>> begin PAGE EXTRACT

# The Strange Magic of: ELO



## Strange Magic (Sep 14, 2015)

The Strange Magic of Electric Light Orchestra? Now why would I post about them? Maybe because ELO has always been a fave of mine, for both their unique sound and for Jeff Lynne's direct yet affecting lyrics; those briefly referencing imagined seascapes in particular. Hence we have: Midnight on the water/I saw the ocean's daughter/walking on a wave's chicane/Staring as she called my name...  Now I know there is a slightly different version, but I'll stick with "wave's chicane", thank you. Another big fave is All Over the World, a song that leaves me strangely lightheaded and slightly breathless. The list of great ELO songs is long, but--no surprise--a big favorite of mine is..._Strange Magic_....






"....sailing softly through the sun, in a broken Stone Age dawn....


----------



## Strange Magic (Sep 14, 2015)

"Strange Magic"

>> end PAGE EXTRACT

GOALS:
1. Answer these questions about the post on Electric Light Orchestra:
(a) Which lyric wording does the writer choose to keep despite a slightly different version?
(b) Which song leaves the writer strangely lightheaded and slightly breathless?
(c) What date appears with the post's heading?
2. Carry on the post on Electric Light Orchestra from the point where it stops.

>> begin DATASET CONTENT

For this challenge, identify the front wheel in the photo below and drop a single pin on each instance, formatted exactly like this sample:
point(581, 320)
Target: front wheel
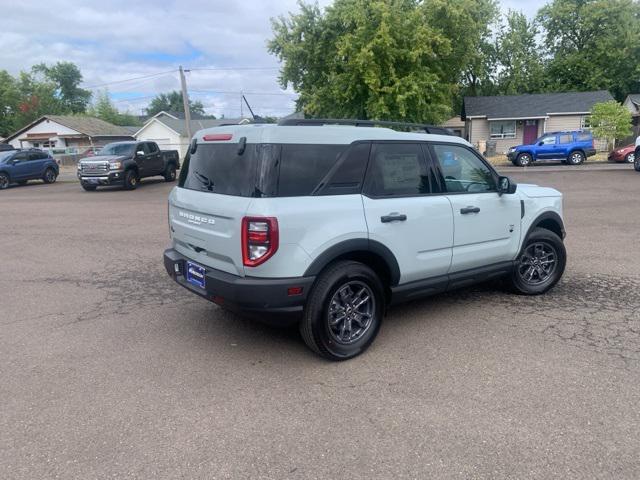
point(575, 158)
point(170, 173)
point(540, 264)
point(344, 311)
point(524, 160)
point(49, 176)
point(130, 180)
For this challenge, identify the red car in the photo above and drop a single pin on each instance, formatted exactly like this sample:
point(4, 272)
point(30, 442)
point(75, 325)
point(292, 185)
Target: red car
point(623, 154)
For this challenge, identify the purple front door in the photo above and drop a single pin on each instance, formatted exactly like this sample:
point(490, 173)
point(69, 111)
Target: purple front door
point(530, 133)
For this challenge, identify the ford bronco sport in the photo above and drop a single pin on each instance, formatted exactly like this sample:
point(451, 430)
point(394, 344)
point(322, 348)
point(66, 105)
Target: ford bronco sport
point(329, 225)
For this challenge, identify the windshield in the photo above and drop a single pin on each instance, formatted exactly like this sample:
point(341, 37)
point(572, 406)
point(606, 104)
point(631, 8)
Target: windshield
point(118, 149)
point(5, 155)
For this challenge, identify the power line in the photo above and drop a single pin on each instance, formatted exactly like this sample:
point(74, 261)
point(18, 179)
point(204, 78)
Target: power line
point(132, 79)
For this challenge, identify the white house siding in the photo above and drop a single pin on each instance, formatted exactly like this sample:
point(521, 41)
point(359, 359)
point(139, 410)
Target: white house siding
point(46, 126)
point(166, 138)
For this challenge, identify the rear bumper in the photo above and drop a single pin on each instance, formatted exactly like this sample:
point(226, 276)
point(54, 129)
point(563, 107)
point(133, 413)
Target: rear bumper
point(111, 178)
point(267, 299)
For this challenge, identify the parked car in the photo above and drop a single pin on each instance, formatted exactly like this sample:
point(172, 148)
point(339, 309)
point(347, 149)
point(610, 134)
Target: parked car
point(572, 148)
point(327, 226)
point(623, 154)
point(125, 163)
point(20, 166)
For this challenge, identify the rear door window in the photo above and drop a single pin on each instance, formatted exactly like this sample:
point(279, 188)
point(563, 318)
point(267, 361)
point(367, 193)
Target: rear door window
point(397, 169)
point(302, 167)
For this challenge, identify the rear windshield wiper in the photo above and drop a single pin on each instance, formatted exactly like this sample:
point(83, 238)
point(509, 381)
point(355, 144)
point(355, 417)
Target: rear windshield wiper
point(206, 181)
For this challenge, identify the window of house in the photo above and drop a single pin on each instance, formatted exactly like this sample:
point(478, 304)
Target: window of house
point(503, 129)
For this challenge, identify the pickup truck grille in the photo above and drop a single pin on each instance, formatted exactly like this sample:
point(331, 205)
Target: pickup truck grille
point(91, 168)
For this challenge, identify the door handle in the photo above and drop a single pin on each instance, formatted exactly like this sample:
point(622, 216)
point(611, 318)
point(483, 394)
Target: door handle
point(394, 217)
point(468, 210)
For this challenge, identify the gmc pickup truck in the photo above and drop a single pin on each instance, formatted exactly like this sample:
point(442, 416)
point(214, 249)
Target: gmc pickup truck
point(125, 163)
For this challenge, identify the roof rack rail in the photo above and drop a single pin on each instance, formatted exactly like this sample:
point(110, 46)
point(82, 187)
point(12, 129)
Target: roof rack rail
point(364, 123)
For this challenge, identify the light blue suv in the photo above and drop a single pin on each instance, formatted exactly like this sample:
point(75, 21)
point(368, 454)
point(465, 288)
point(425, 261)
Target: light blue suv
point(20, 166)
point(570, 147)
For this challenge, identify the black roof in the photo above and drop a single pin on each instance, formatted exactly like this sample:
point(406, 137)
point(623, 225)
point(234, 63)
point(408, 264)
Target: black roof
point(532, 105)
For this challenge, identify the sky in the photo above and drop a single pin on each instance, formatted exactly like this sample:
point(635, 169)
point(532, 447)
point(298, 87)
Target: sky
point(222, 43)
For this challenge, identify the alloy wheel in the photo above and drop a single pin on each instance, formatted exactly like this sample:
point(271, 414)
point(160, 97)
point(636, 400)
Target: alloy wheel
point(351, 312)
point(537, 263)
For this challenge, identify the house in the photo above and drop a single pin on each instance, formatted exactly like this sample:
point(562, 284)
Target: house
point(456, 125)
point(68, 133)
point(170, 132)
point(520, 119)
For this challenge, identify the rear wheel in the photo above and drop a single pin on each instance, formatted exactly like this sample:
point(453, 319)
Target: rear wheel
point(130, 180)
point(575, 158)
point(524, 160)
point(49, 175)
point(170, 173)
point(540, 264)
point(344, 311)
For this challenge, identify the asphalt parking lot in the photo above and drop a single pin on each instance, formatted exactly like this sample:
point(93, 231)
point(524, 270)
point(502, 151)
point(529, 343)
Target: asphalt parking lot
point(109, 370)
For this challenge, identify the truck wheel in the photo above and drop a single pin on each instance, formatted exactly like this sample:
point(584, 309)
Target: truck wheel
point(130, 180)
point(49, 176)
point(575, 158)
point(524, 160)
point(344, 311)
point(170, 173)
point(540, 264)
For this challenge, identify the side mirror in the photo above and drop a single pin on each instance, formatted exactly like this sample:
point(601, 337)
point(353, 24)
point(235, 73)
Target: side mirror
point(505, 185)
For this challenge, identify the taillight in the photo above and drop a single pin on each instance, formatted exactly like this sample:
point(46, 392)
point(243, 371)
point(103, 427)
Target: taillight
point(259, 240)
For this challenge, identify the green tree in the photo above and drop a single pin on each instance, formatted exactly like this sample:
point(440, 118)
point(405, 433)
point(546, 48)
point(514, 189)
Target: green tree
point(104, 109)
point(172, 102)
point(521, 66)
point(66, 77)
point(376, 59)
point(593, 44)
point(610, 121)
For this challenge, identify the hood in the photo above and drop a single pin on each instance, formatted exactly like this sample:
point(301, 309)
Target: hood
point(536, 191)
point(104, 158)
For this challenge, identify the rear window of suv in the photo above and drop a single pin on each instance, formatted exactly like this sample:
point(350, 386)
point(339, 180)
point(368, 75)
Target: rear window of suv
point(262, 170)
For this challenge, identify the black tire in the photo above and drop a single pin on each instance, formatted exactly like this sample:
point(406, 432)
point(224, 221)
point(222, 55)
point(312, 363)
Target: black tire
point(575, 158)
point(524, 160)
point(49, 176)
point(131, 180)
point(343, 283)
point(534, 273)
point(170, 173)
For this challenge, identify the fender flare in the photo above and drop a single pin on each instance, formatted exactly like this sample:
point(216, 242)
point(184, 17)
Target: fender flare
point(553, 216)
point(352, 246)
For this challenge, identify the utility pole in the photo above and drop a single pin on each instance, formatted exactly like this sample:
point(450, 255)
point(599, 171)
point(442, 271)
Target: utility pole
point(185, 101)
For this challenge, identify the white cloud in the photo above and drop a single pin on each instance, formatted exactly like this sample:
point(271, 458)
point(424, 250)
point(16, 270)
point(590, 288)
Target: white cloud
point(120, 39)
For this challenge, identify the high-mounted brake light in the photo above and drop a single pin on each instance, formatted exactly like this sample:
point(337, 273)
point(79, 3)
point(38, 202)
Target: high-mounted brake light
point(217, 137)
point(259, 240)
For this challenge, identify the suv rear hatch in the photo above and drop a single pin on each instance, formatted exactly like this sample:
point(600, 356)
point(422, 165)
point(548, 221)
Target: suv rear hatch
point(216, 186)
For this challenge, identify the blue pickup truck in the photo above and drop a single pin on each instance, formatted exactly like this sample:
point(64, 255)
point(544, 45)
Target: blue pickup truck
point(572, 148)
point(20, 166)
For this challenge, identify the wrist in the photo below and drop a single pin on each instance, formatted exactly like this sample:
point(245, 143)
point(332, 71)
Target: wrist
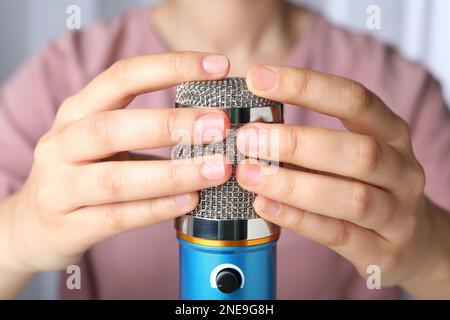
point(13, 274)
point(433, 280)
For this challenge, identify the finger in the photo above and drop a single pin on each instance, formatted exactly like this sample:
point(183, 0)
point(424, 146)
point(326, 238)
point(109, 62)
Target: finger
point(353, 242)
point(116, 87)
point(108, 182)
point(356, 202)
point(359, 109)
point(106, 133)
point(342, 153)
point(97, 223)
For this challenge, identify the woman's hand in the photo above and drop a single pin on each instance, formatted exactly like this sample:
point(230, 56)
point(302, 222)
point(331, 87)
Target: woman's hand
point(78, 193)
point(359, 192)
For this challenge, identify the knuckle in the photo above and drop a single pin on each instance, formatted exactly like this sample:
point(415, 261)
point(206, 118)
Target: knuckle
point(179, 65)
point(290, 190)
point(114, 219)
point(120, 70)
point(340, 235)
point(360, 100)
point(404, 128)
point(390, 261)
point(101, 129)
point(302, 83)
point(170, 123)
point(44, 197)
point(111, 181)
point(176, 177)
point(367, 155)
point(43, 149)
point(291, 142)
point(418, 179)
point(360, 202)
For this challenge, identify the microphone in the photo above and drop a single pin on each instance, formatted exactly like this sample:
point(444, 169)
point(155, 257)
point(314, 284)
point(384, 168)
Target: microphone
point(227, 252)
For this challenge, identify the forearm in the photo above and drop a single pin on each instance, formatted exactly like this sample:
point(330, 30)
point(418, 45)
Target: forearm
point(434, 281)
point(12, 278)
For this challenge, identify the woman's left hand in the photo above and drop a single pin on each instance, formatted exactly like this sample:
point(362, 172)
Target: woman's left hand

>> end DATASET CONTENT

ANSWERS:
1.
(a) "wave's chicane"
(b) All Over the World
(c) Sep 14, 2015

2.
You're sailing softly through the sun
in a broken stone age dawn.
You fly so high.

I get a strange magic,
oh, what a strange magic,
oh, it's a strange magic.
Got a strange magic,
got a strange magic.

You're walking meadows in my mind,
making waves across my time,
oh no, oh no.

I get a strange magic,
oh, what a strange magic,
oh, it's a strange magic.
Got a strange magic,
got a strange magic.

Oh, I'm never gonna be the same again,
now I've seen the way it's got to end,
sweet dream, sweet dream.

Strange magic,
oh, what a strange magic,
oh, it's a strange magic.
Got a strange magic,
got a strange magic.

It's magic, it's magic, it's magic.

Strange magic,
oh, what a strange magic,
oh, it's a strange magic.
Got a strange magic.

Strange magic STRANGE MAGIC
oh, what a strange magic STRANGE MAGIC
oh, it's a strange magic.
Got a strange magic.

Strange magic STRANGE MAGIC
oh, what a strange magic STRANGE MAGIC
oh, it's a strange magic.
Got a strange magic,
got a strange magic,
you know I got a strange magic,
yeah, I got a strange magic,
oo-o-o-oo, strange magic. (fade)


----------



## Art Rock (Nov 28, 2009)

Great band, love almost all of their hits.






One of my favourites, and a clear classical music angle.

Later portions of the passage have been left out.